> [THE PROBLEM]
Lay out the material below as a numbered list with blank lines omitted, and leave the pictures out of your answer.

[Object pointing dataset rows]
=-=-=
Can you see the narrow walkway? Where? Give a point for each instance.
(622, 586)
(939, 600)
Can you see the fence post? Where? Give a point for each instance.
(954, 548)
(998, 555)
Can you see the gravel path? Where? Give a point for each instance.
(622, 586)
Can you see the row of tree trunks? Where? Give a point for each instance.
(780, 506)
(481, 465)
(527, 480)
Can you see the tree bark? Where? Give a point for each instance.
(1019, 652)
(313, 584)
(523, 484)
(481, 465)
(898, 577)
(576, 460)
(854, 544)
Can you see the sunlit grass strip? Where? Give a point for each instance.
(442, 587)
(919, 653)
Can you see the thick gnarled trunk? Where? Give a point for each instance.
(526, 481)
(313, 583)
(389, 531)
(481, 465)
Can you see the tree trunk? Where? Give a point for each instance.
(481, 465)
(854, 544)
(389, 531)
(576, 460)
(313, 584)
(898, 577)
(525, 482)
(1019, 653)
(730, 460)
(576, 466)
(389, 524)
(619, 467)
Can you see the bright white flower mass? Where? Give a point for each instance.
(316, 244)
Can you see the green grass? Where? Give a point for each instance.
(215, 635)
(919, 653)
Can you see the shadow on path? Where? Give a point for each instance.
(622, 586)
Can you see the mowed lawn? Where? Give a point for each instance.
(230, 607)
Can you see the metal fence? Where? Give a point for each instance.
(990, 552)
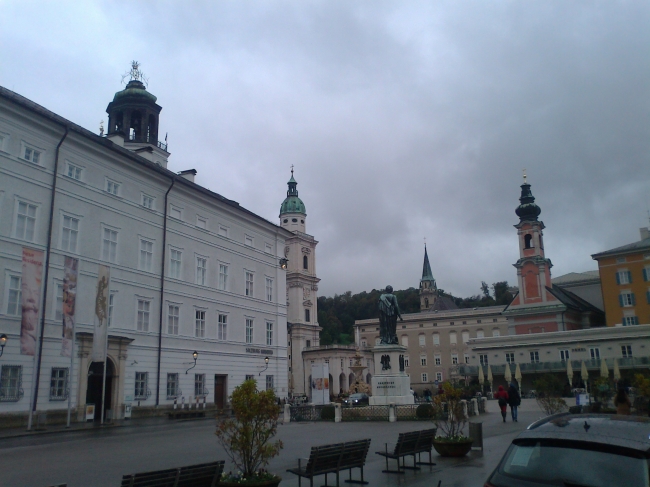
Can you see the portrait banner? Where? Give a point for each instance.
(100, 319)
(70, 272)
(30, 290)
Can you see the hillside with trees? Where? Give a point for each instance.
(337, 315)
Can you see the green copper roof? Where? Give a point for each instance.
(292, 204)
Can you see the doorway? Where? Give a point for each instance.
(94, 389)
(220, 390)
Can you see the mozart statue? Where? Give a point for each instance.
(388, 314)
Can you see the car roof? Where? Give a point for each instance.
(610, 429)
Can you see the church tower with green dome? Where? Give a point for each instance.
(302, 288)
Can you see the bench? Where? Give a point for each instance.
(410, 444)
(327, 459)
(201, 475)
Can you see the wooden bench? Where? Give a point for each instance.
(410, 444)
(201, 475)
(334, 458)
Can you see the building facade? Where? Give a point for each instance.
(190, 270)
(625, 277)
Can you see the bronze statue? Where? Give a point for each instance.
(388, 314)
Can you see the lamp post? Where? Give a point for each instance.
(266, 362)
(195, 355)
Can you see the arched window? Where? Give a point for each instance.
(528, 241)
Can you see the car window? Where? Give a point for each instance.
(575, 463)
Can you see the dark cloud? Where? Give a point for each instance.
(403, 120)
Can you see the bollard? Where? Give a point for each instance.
(476, 433)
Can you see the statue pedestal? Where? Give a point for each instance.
(390, 385)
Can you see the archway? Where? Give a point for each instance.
(94, 388)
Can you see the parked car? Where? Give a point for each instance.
(578, 450)
(357, 399)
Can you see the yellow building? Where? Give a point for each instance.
(625, 281)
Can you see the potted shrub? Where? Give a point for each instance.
(449, 417)
(247, 436)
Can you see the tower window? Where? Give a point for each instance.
(528, 241)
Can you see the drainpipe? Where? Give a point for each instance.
(162, 292)
(45, 281)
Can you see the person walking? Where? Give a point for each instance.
(622, 402)
(502, 396)
(514, 400)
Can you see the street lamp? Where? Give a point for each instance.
(266, 362)
(195, 355)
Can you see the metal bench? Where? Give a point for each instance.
(410, 444)
(201, 475)
(334, 458)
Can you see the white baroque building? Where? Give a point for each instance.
(190, 270)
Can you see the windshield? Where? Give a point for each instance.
(575, 464)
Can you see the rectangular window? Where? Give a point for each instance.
(74, 172)
(249, 330)
(69, 234)
(269, 290)
(25, 221)
(269, 333)
(59, 384)
(141, 389)
(249, 284)
(112, 187)
(199, 323)
(175, 263)
(199, 385)
(109, 245)
(146, 255)
(223, 277)
(31, 155)
(201, 270)
(15, 296)
(173, 313)
(144, 307)
(222, 327)
(172, 386)
(11, 378)
(626, 351)
(147, 201)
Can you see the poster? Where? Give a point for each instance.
(30, 288)
(70, 267)
(100, 319)
(320, 386)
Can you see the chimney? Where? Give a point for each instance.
(188, 174)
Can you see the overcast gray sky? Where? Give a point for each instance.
(404, 120)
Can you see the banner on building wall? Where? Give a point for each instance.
(320, 387)
(100, 319)
(70, 272)
(30, 289)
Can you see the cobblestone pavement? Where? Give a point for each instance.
(99, 457)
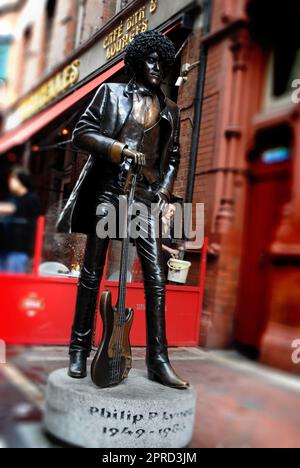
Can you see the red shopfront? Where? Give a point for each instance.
(38, 309)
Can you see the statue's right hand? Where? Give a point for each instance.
(139, 159)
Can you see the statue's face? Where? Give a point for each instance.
(151, 71)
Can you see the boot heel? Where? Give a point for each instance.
(153, 377)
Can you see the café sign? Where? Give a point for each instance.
(150, 16)
(126, 31)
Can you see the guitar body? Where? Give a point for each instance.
(113, 360)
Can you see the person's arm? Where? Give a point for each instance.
(7, 209)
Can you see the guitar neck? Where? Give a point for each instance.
(121, 305)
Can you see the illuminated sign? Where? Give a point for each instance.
(120, 37)
(46, 93)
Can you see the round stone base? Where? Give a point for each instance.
(136, 414)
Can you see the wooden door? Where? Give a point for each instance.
(269, 191)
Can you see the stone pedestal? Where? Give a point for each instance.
(136, 414)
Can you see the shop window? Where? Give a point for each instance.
(4, 52)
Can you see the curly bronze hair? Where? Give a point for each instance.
(146, 43)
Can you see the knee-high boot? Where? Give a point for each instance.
(157, 359)
(87, 296)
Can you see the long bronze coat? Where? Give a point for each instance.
(105, 117)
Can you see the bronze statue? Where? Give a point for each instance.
(135, 122)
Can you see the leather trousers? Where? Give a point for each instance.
(149, 249)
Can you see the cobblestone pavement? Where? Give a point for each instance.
(240, 404)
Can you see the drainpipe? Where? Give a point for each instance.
(198, 103)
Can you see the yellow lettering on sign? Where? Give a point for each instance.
(121, 36)
(153, 6)
(49, 91)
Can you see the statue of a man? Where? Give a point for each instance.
(134, 121)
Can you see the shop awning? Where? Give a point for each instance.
(23, 133)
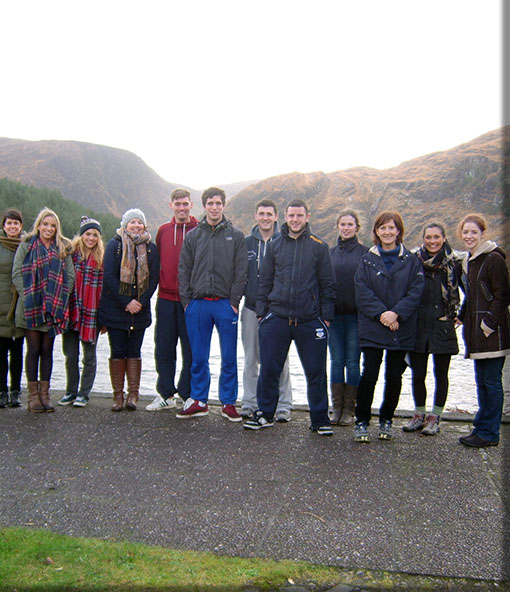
=-=-=
> [RESULT FOR THIS TASK]
1. Can you see the narrow walkway? Where? Give a point for each instance.
2. (622, 586)
3. (939, 600)
4. Can you see the fence post? Where? Give a point for each instance.
5. (954, 548)
6. (998, 555)
7. Can you see the gravel path? Where? Give a point for each instance.
8. (622, 586)
9. Can you see the row of tree trunks? Where? Give a point for each instance.
10. (780, 506)
11. (481, 465)
12. (527, 480)
13. Can you see the tree bark? Where? Give a point for each instance.
14. (1019, 652)
15. (313, 584)
16. (523, 484)
17. (481, 465)
18. (898, 577)
19. (576, 460)
20. (854, 544)
21. Can you see the sunlit grass strip? Where? Give a point for each instance.
22. (442, 587)
23. (919, 653)
24. Can you see the thick gnarled trunk? Where? Give a point for each instance.
25. (526, 481)
26. (313, 583)
27. (389, 531)
28. (481, 465)
29. Can you see the tree trunk? Where? Give a point for each instance.
30. (481, 465)
31. (854, 544)
32. (389, 531)
33. (576, 460)
34. (313, 584)
35. (898, 577)
36. (525, 482)
37. (1019, 653)
38. (730, 460)
39. (576, 466)
40. (389, 524)
41. (619, 467)
42. Can you see the bright white flower mass? Where? Give a point for each instance.
43. (316, 244)
44. Can you see the green grass? Where? Give a point for each instance.
45. (215, 635)
46. (919, 653)
47. Can you see the shadow on path? Where? Give a point for each instance.
48. (622, 586)
49. Can you see the mowed lawn? Where? Give a point for each instance.
50. (230, 607)
51. Can you see the metal fence? Where? Give a point for each instance.
52. (990, 552)
53. Can you see the portrait banner? Where? Give a point for each instance.
54. (100, 319)
55. (70, 272)
56. (30, 290)
57. Can you see the hillside with trees? Where? Give a point for each instance.
58. (337, 315)
59. Can you see the green copper roof? Where? Give a point for each instance.
60. (292, 204)
61. Can you see the doorway? Where? Give a point for each instance.
62. (94, 389)
63. (220, 390)
64. Can you see the mozart statue? Where? Give a point for each instance.
65. (388, 314)
66. Can you see the car roof? Where? Give a point for each instance.
67. (610, 429)
68. Can you see the church tower with green dome? Where? Give a point for each instance.
69. (302, 288)
70. Can you see the bench? Where? Give a point for each instance.
71. (410, 444)
72. (327, 459)
73. (201, 475)
74. Can you see the wooden bench? Where? Give a point for each instance.
75. (410, 444)
76. (201, 475)
77. (334, 458)
78. Can you see the building facade? Where? Give a point for each instance.
79. (190, 270)
80. (625, 277)
81. Can you see the bronze statue? Where? Give a point for each instance.
82. (388, 314)
83. Can you see the lamp post? Where? Give a point for each instance.
84. (266, 362)
85. (195, 355)
86. Can you see the arched window? Where? Give a point for each instance.
87. (528, 241)
88. Can you see the car window? Where? Give a point for each instance.
89. (575, 463)
90. Can you see the dark cloud? Where? Give a point for each instance.
91. (403, 120)
92. Can you see the bollard? Where? Give a point for each instance.
93. (476, 433)
94. Can you see the statue pedestal? Where? Give a point for each instance.
95. (390, 385)
96. Can you see the archway? Where? Give a point for each instance.
97. (94, 388)
98. Can you see the parked car? Where? Give a point for each instance.
99. (578, 450)
100. (357, 399)
101. Can you see the yellow building? Where? Give a point for each instance.
102. (625, 281)
103. Can you see the potted shrub? Where? Give a point for each instance.
104. (449, 417)
105. (247, 436)
106. Can you see the tower window? Where? Give a point for each instance.
107. (528, 241)
108. Can you see the drainpipe? Where? Give a point for each instance.
109. (162, 292)
110. (45, 281)
111. Can you see the person walking? Where? Give a point for each instance.
112. (622, 402)
113. (502, 396)
114. (514, 400)
115. Can you see the street lamp? Where? Give a point for each instance.
116. (266, 362)
117. (195, 355)
118. Can you see the metal bench? Where? Give a point for each instance.
119. (410, 444)
120. (201, 475)
121. (334, 458)
122. Can you see the white baroque building? Where? Give a point for each instance.
123. (190, 270)
124. Can you see the windshield? Where? Give a point for each instance.
125. (575, 464)
126. Can you see the rectangular window? Where? Give a point for each instance.
127. (74, 172)
128. (249, 330)
129. (69, 234)
130. (269, 290)
131. (25, 221)
132. (269, 333)
133. (59, 384)
134. (141, 389)
135. (249, 284)
136. (112, 187)
137. (199, 323)
138. (175, 263)
139. (199, 385)
140. (109, 245)
141. (146, 255)
142. (223, 277)
143. (31, 155)
144. (201, 270)
145. (15, 296)
146. (173, 313)
147. (144, 307)
148. (222, 327)
149. (172, 386)
150. (11, 378)
151. (626, 351)
152. (147, 201)
153. Can you see the poster? Where? Give a point for each instance.
154. (30, 288)
155. (70, 267)
156. (100, 319)
157. (320, 386)
158. Can you see the chimney? Where? Give a point for each instance.
159. (188, 174)
160. Can you see the overcast gray sky? Where? Give a point for each instance.
161. (404, 120)
162. Can you see the banner on building wall? Where? Give a point for each instance.
163. (320, 387)
164. (100, 319)
165. (70, 272)
166. (30, 289)
167. Can you see the cobblestone pavement? Where? Give a point for each instance.
168. (99, 457)
169. Can you see the red shopfront? Where? Give a point for each instance.
170. (38, 309)
171. Can you see the statue's right hand? Where? Give a point for each instance.
172. (139, 159)
173. Can you see the statue's face? Where? Give a point for each instance.
174. (151, 71)
175. Can you see the boot heel? Where? Give a point for each instance.
176. (153, 377)
177. Can you see the café sign? Where? Give a point for each instance.
178. (150, 16)
179. (126, 31)
180. Can you see the guitar body? Where? Give a point for each instance.
181. (113, 360)
182. Can you see the person's arm? Where? Give a point for each instance.
183. (7, 209)
184. Can you see the guitar neck? Where? Give a point for each instance.
185. (121, 305)
186. Can you see the illuminated sign? Where? Give a point for each instance.
187. (120, 37)
188. (46, 93)
189. Can you see the round stone base? Where? Give a point for each instance.
190. (136, 414)
191. Can you see the wooden door? Where? Give a point for each instance.
192. (269, 191)
193. Can you see the stone pedestal? Where? Give a point for each instance.
194. (136, 414)
195. Can you see the shop window? Where? Give a point for each instance.
196. (4, 52)
197. Can you see the curly bronze hair? Where? Give a point for each instance.
198. (146, 43)
199. Can you see the knee-high boot? Where? Give a point for each instance.
200. (157, 359)
201. (87, 296)
202. Can you see the long bronze coat? Where? Give a point for each instance.
203. (105, 117)
204. Can you see the bronze statue? Where? Give a point for each instance.
205. (135, 122)
206. Can you see the leather trousers? Where? Give a point for each instance.
207. (149, 249)
208. Can you see the cobblestone pavement? Where? Give a point for each instance.
209. (240, 404)
210. Can you see the drainpipe? Where? Give a point for each instance.
211. (198, 103)
212. Can you see the yellow lettering on sign? Where? Give a point for each instance.
213. (121, 36)
214. (153, 6)
215. (49, 91)
216. Can you see the statue of a man? Where? Give a point for each instance.
217. (134, 121)
218. Can you see the shop awning? Where? Give a point for each instance.
219. (23, 133)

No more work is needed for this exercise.